Required task 1: In the text about build-to-rent returns in British cities, which city is paired with Oxford as likely to see the strongest growth in tenant demand?

Text:
-- Start --
The university city of Oxford is the UK city in which housing developers could stand to make the most sizable returns from building rental developments. Further reinforcing the region’s investment potential, Oxford is also the city, along with its university counterpart in Cambridge, likely to see the strongest growth in tenant demand.

John Carleton

Head of Housing and Regeneration

Mail

Where demand is strong and construction is viable homes could follow, taking some of the steam out of the housing crisis.

The Arcadis Housing Development Monitor looks at ten major British cities and calculates cost and profit potential, excluding Section 106 obligations and the additional cost of finance, of each location when it comes to the increasingly-popular build to rent housing schemes. On top of this, it also analyses exactly where tenant demand for schemes is likely to grow between now and 2024.
-- End --
Required task 2: Reproduce the entries from the line containing "packed snow trail." through the final line of the entries, substituting "snow machine" for "snowmobile" and leaving everything else unchanged.

Excerpts of location labeling data
-- Start --
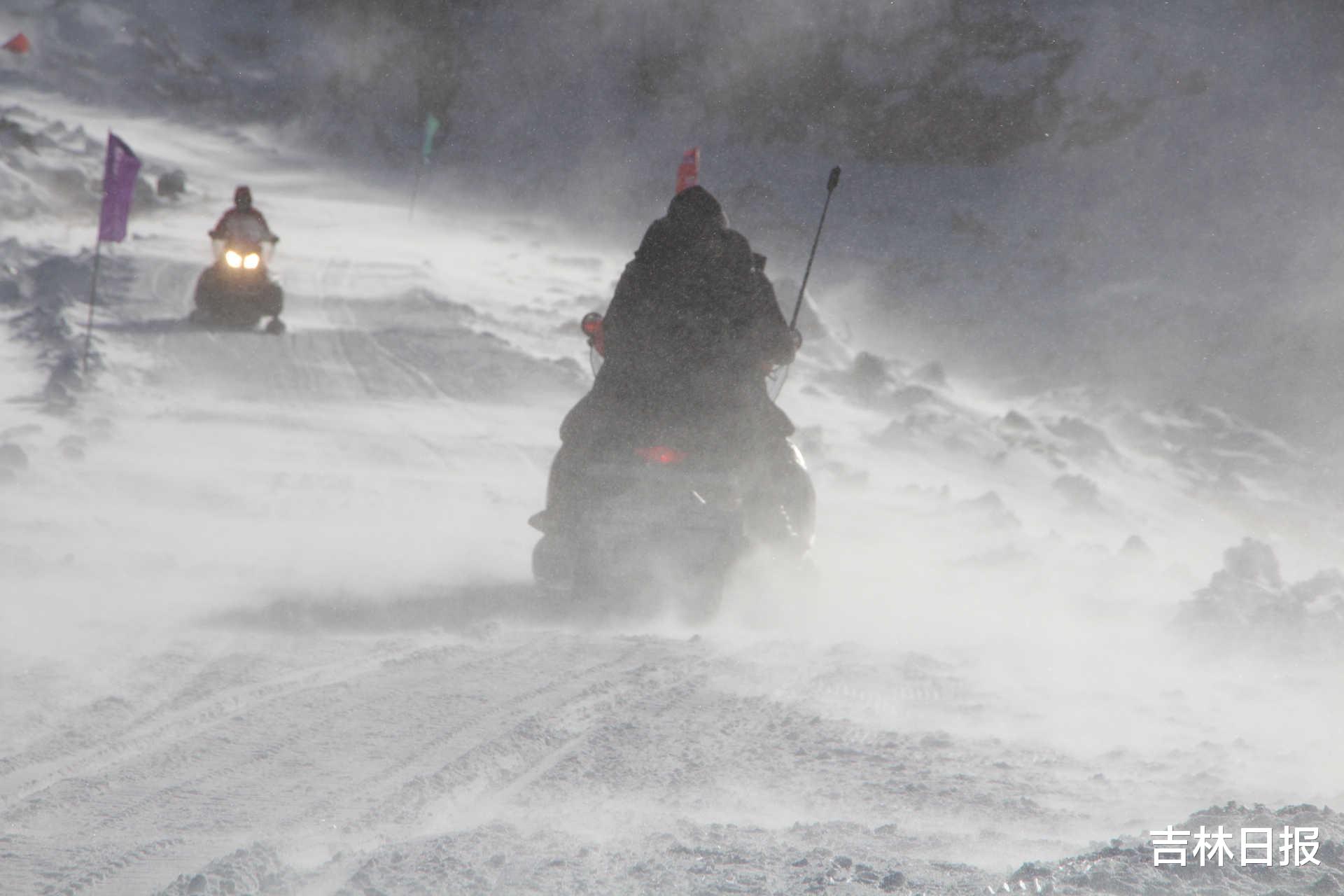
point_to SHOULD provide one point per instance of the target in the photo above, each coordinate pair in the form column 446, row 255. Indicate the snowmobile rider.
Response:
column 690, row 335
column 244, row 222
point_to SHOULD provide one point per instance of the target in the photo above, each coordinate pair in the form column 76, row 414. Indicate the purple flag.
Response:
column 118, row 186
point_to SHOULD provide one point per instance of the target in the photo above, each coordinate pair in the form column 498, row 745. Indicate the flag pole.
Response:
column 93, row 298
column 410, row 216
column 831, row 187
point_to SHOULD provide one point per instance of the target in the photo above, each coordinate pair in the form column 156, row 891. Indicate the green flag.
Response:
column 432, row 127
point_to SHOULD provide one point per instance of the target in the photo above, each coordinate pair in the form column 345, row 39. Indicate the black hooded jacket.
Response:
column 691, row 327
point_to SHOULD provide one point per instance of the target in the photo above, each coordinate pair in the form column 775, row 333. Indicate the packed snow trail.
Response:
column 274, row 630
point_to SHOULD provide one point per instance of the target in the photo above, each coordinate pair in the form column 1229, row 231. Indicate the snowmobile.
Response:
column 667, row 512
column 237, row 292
-- End --
Complete output 1: Cambridge

Complete output 2:
point_to SHOULD provide one point per instance of the target in the photo above, each coordinate pair in the form column 775, row 333. Indicate the packed snow trail.
Response:
column 274, row 630
point_to SHOULD provide one point per instance of the target in the photo above, each coordinate pair in the form column 1229, row 231. Indicate the snow machine.
Response:
column 667, row 512
column 237, row 292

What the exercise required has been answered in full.